**Your goal**:
Transcribe every entry word for word, but skip the images.

───── Raw data ─────

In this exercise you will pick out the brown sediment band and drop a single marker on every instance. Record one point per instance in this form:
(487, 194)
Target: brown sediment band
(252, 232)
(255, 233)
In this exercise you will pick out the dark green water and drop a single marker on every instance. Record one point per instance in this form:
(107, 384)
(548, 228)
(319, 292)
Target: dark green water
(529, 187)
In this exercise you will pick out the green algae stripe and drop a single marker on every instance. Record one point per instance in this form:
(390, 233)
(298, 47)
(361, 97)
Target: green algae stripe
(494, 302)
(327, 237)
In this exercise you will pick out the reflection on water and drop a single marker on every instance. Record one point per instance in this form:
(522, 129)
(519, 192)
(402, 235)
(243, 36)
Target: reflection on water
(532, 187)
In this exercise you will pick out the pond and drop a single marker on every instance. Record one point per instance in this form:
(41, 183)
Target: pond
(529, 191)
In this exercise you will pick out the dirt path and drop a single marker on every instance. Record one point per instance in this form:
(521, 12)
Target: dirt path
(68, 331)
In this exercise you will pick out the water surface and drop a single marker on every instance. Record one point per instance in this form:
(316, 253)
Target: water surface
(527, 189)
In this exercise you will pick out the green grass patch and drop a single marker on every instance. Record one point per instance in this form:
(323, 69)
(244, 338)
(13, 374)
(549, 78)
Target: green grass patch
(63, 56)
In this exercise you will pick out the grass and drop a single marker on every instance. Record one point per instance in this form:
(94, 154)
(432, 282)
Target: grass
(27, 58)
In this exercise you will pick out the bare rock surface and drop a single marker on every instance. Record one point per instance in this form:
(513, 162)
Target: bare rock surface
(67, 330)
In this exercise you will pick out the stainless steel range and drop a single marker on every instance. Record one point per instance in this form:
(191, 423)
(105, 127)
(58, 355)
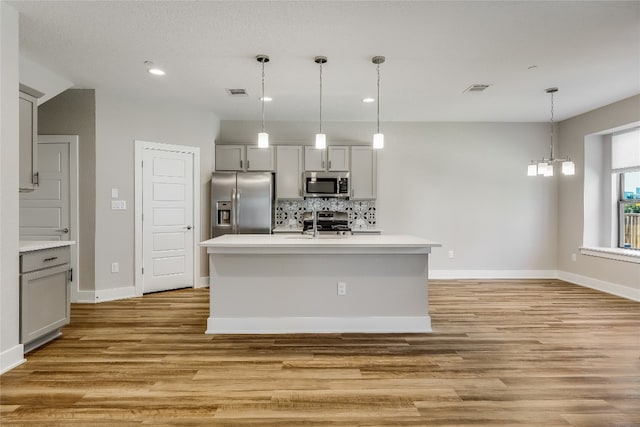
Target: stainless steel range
(328, 222)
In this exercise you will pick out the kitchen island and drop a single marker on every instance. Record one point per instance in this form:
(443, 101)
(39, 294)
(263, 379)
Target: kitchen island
(301, 284)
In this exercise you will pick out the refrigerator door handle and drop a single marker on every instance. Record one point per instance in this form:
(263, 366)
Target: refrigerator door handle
(238, 207)
(234, 209)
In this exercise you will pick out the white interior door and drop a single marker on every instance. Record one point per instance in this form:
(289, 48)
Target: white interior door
(44, 212)
(167, 220)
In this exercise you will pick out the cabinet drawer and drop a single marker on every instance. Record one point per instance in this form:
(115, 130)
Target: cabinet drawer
(36, 260)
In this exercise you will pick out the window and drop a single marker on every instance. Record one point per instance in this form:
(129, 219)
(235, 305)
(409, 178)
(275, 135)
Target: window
(625, 162)
(629, 210)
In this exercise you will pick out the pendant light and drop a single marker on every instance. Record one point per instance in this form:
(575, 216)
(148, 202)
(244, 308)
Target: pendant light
(321, 138)
(378, 138)
(544, 166)
(263, 137)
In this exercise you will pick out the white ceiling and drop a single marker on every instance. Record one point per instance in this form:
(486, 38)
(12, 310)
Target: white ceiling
(434, 50)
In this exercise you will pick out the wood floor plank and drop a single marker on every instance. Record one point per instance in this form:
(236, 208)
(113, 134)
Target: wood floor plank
(502, 353)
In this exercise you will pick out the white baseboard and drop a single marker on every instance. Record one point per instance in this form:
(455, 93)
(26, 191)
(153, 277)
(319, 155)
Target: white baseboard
(83, 297)
(115, 294)
(492, 274)
(601, 285)
(202, 283)
(295, 325)
(11, 358)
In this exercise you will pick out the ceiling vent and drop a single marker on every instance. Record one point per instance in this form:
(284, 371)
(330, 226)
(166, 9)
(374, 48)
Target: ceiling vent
(237, 92)
(476, 88)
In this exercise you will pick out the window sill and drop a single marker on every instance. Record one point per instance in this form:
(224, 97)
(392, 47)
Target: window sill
(618, 254)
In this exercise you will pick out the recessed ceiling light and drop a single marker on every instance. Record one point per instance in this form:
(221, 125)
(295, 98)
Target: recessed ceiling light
(476, 88)
(151, 69)
(156, 71)
(237, 92)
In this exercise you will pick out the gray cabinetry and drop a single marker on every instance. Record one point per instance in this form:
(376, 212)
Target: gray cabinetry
(363, 173)
(28, 137)
(261, 159)
(289, 172)
(44, 295)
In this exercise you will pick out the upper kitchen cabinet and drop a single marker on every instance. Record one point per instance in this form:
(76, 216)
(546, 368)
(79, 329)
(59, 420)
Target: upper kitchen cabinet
(314, 159)
(335, 158)
(289, 172)
(364, 173)
(28, 137)
(230, 157)
(338, 158)
(261, 159)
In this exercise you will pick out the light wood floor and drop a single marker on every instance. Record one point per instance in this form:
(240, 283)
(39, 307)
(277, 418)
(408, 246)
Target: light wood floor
(503, 353)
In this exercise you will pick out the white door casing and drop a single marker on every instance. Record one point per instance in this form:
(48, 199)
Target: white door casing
(50, 212)
(166, 216)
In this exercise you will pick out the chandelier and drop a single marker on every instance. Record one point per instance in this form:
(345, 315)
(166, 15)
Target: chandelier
(544, 166)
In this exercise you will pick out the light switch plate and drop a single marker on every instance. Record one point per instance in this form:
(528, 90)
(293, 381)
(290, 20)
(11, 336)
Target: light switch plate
(117, 205)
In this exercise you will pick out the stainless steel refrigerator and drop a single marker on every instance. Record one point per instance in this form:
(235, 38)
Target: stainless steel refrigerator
(241, 203)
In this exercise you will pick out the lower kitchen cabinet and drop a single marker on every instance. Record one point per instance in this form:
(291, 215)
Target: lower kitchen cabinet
(44, 295)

─────

**Reply**:
In this exercise you will pick out the brown sediment band and drop a single marker on every instance. Record one point per instance in this form:
(487, 194)
Target: brown sediment band
(252, 232)
(255, 233)
In this exercise you will pick out the dark green water and drop a single marker on every instance. Record one point per instance in this form:
(107, 384)
(548, 228)
(319, 292)
Target: dark green water
(529, 187)
In this exercise you will pick out the green algae stripe and drop a single marker on every instance. Record one point per instance in this form:
(390, 233)
(298, 47)
(361, 97)
Target: green algae stripe
(494, 302)
(327, 237)
In this exercise you will pick out the reflection on water and drop a single marker on every instance. Record one point per instance in this form:
(522, 129)
(519, 192)
(402, 235)
(243, 36)
Target: reflection on water
(532, 187)
In this exercise you will pick out the pond and drop a single marker on every instance. Record one point per instance in this form:
(41, 183)
Target: pond
(529, 191)
In this exercise you will pick out the dirt path and drop a single marker on every instance. Record one point per instance in this form:
(521, 12)
Target: dirt path
(68, 331)
In this exercise you will pick out the water surface and drop a single marker on every instance. Record one point per instance in this form:
(316, 253)
Target: water surface
(527, 189)
In this exercise you will pick out the green grass patch and drop a single marker on every instance. Record one point per instance in this form:
(323, 69)
(244, 338)
(13, 374)
(549, 78)
Target: green grass patch
(63, 56)
In this exercise you will pick out the grass and drop a single marker on every instance. Record one point per instance in this form:
(94, 154)
(432, 282)
Target: grass
(27, 58)
In this exercise you will pick out the bare rock surface and drop a single marker on every instance. Record one point per instance in this form:
(513, 162)
Target: bare rock surface
(67, 330)
In this exercise you will pick out the stainless steel range and drop a single marker on every instance. Record one point per instance in this form:
(191, 423)
(105, 127)
(58, 355)
Target: stainless steel range
(328, 222)
In this exercise you will pick out the kitchen island and drop a single marker on every instance. Record one point per instance in this form:
(443, 101)
(39, 294)
(263, 379)
Target: kitchen island
(301, 284)
In this exercise you will pick out the refrigerator door handle and drop a single marker on every instance. Record one point per instance in this form:
(263, 366)
Target: refrigerator door handle
(238, 207)
(234, 209)
In this exercise you will pick out the white interior door and drop a single marker on every instance. Record one point per instance in this form:
(289, 48)
Target: white interior door
(44, 212)
(167, 220)
In this exercise you will pick out the cabinet drawer and drop a single marker on every instance. Record one point per instance in this form:
(115, 130)
Target: cabinet drawer
(36, 260)
In this exercise you will pick out the window and drop a single marker on every instance. Record one point per instance in this form:
(129, 219)
(235, 305)
(409, 178)
(275, 135)
Target: window
(625, 162)
(629, 210)
In this exercise you will pick out the pendant light and drop a single marker on every instance. Record one point per instance in this form:
(575, 216)
(148, 202)
(244, 308)
Target: pendant light
(321, 138)
(378, 138)
(544, 166)
(263, 137)
In this exercise you will pick out the white ceiling and drop a single marker on every instance. Record one point per instance in this form:
(486, 38)
(12, 310)
Target: white ceiling
(434, 50)
In this exercise you will pick out the wood floor plank and drop a single marker on every instance. Record one point per instance in this form:
(236, 208)
(113, 134)
Target: wood floor plank
(502, 353)
In this exercise you will pick out the white baseboard and drop a single marker on every instance. Record one point per instance in this form:
(455, 93)
(26, 191)
(153, 277)
(319, 155)
Target: white baseboard
(83, 297)
(115, 294)
(492, 274)
(601, 285)
(202, 283)
(295, 325)
(11, 358)
In this exercise you will pick out the ceiling vent and drop a single marker on every instance. Record one point per instance in this form:
(284, 371)
(330, 226)
(166, 9)
(374, 48)
Target: ceiling vent
(237, 92)
(476, 88)
In this exercise you will pick out the window sill and drop a single marker on every instance. Record one point per instance in this form:
(224, 97)
(392, 47)
Target: window sill
(618, 254)
In this exercise you will pick out the recessed ceiling light and drop a single marker on every instance. Record one point per instance in this form:
(221, 125)
(295, 98)
Target: recessed ceiling light
(476, 88)
(151, 69)
(156, 71)
(237, 92)
In this exercise you will pick out the gray cabinetry and drop a single marker on every instance. Record one point per instance in this form:
(376, 212)
Target: gray cabinetry
(363, 173)
(28, 137)
(261, 159)
(289, 172)
(44, 295)
In this exercise you will pick out the upper kitchen cabinet and drop a single marker on every instance. Record one point per instance in this form:
(76, 216)
(546, 368)
(79, 329)
(59, 420)
Target: upper kitchen cabinet
(314, 159)
(335, 158)
(289, 172)
(364, 173)
(28, 137)
(230, 157)
(338, 158)
(261, 159)
In this exercise you will pick out the light wood floor and drop a single marker on every instance. Record one point per instance in this form:
(240, 283)
(39, 307)
(277, 418)
(408, 246)
Target: light wood floor
(503, 353)
In this exercise you will pick out the white door casing and drop a single marker on every instance. Record one point per instance in this form:
(48, 199)
Target: white door casing
(50, 212)
(166, 216)
In this exercise you will pick out the chandelier and drop a single marker on every instance. Record one point per instance in this form:
(345, 315)
(166, 15)
Target: chandelier
(544, 166)
In this exercise you will pick out the light switch plate and drop a single marker on every instance. Record one point per instance in this form:
(528, 90)
(293, 381)
(290, 20)
(11, 336)
Target: light switch plate
(117, 205)
In this exercise you will pick out the stainless steel refrigerator and drop a single marker on every instance. Record one point per instance in this form:
(235, 38)
Target: stainless steel refrigerator
(241, 203)
In this exercise you will pick out the lower kitchen cabinet and drop a single marker on every instance. Record one point per instance in this form:
(291, 215)
Target: lower kitchen cabinet
(44, 295)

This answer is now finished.